(A block of data)
--- START ---

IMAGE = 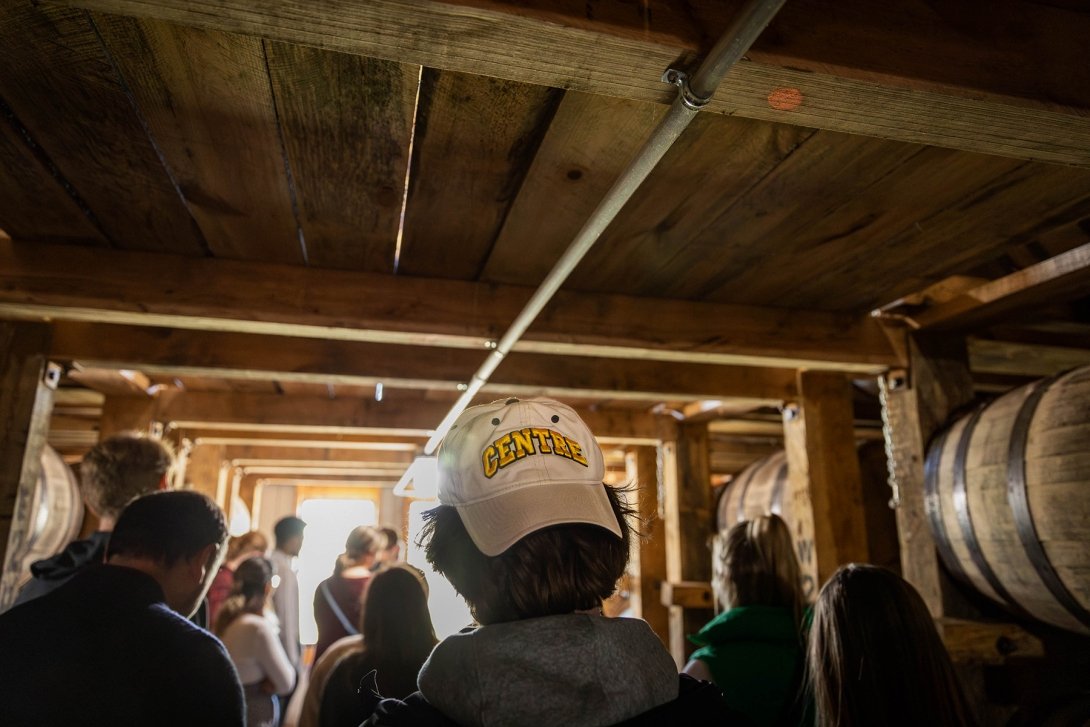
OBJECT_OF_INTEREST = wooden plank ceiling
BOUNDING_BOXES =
[0,0,1090,473]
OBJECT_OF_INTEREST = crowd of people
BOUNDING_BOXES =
[0,399,973,727]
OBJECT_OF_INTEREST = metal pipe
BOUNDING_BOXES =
[424,0,785,455]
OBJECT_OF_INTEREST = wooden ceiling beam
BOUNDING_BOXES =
[0,241,900,373]
[123,390,661,445]
[968,338,1090,377]
[182,435,427,451]
[50,322,795,408]
[59,0,1090,167]
[910,243,1090,330]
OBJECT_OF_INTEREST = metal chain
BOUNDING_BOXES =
[879,375,900,510]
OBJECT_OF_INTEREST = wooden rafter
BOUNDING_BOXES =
[0,242,898,373]
[51,322,795,408]
[910,243,1090,330]
[104,390,659,445]
[59,0,1090,166]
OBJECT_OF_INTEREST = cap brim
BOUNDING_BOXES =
[455,483,621,556]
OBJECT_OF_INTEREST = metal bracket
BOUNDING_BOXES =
[663,69,712,111]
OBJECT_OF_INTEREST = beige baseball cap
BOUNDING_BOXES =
[439,399,621,556]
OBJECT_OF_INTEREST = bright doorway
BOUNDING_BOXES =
[298,498,378,644]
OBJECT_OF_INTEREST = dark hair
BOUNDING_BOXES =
[213,556,273,637]
[80,434,174,518]
[273,516,306,547]
[420,484,633,623]
[712,514,806,628]
[107,489,227,568]
[360,565,437,696]
[809,564,974,727]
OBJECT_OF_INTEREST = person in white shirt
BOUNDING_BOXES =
[216,557,295,727]
[269,517,306,671]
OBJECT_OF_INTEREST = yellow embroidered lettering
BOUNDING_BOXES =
[511,428,534,459]
[530,427,553,455]
[568,439,588,467]
[496,434,514,468]
[481,445,499,480]
[549,431,571,459]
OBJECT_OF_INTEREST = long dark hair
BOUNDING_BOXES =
[213,556,273,637]
[420,484,634,625]
[809,564,976,727]
[360,564,437,696]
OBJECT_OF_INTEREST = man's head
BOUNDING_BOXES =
[273,516,306,556]
[80,434,174,530]
[422,399,629,623]
[107,490,227,617]
[378,526,401,564]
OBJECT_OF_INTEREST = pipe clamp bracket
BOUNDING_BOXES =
[663,69,712,111]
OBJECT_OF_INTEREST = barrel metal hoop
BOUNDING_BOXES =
[954,404,1030,617]
[768,462,787,514]
[1007,376,1090,626]
[738,461,764,522]
[923,429,972,585]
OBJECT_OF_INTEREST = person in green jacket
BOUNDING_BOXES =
[682,514,812,725]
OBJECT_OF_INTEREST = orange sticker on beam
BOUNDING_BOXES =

--- END ---

In the copy, include all records verbatim but no images.

* THE RESPONSE
IMAGE = 
OBJECT_OF_INTEREST = wooden plank ceiling
BOUNDING_BOXES =
[0,0,1090,473]
OBJECT_OF_INTEREST = crowd of people
BOUNDING_BOXES =
[0,399,973,727]
OBJECT_OF_INTEREST = metal pipe
BOUNDING_BOXES =
[424,0,785,455]
OBJECT_OF_INTEREST = wooden ceiling beam
BOUNDING_BOXES =
[0,241,900,373]
[123,390,661,445]
[968,338,1090,377]
[182,435,427,451]
[50,322,795,408]
[59,0,1090,167]
[910,243,1090,330]
OBJECT_OF_INTEREST = metal chain
BOUNDING_BOXES =
[879,375,900,510]
OBJECT_OF_INTEREST = wooden rafter
BOUNDING_BOXES =
[0,242,898,373]
[51,322,795,408]
[910,243,1090,330]
[104,390,659,445]
[59,0,1090,166]
OBJECT_OF_INTEREST = cap brim
BOUNDING_BOXES =
[455,483,621,556]
OBJECT_OF_INTEREST = metal bracket
BOUNDING_BOXES =
[663,69,712,111]
OBJECT_OF_INTEREST = beige baseball cap
BOUNDING_BOXES =
[439,399,621,556]
OBJECT_OF_INTEREST = bright doorway
BOUNDING_BOXES =
[298,498,378,644]
OBJECT_OF_INTEREST = dark hair
BOUNDING_BOXES =
[213,556,273,637]
[80,434,174,518]
[273,516,306,547]
[420,484,633,623]
[712,514,806,628]
[107,489,227,568]
[360,565,437,696]
[809,564,974,727]
OBJECT_OF_INTEREST = person in white shirt
BOUNDING_BOXES =
[216,557,295,727]
[269,517,306,671]
OBJECT_OF_INTEREST = yellow embroidered lettering
BOUNDING_BOXES =
[511,428,534,459]
[530,427,553,455]
[568,439,588,467]
[496,434,514,468]
[481,445,499,480]
[549,431,571,459]
OBJECT_OF_INTEREST = long dark hair
BOUNDING_BOXES =
[213,556,273,637]
[420,484,634,625]
[809,564,976,727]
[360,564,437,696]
OBJECT_OF_INTEREST = man's head
BOUNDING_BOXES =
[273,516,306,556]
[80,434,174,530]
[422,399,629,623]
[107,490,227,617]
[378,526,401,564]
OBJECT_OF_INTEREST = pipe clamp bracket
BOUNDING_BOXES =
[663,69,712,111]
OBJECT_OF_INTEREST = barrel metal hoop
BOUNDING_BOXES =
[954,404,1030,617]
[768,462,787,514]
[1007,376,1090,626]
[738,461,764,522]
[923,429,972,585]
OBJECT_OF_INTEREST = person in green jacket
BOUNDING_BOXES =
[682,514,812,725]
OBJECT_OF_INTEREST = orange sticker on beam
BOUNDING_BOXES =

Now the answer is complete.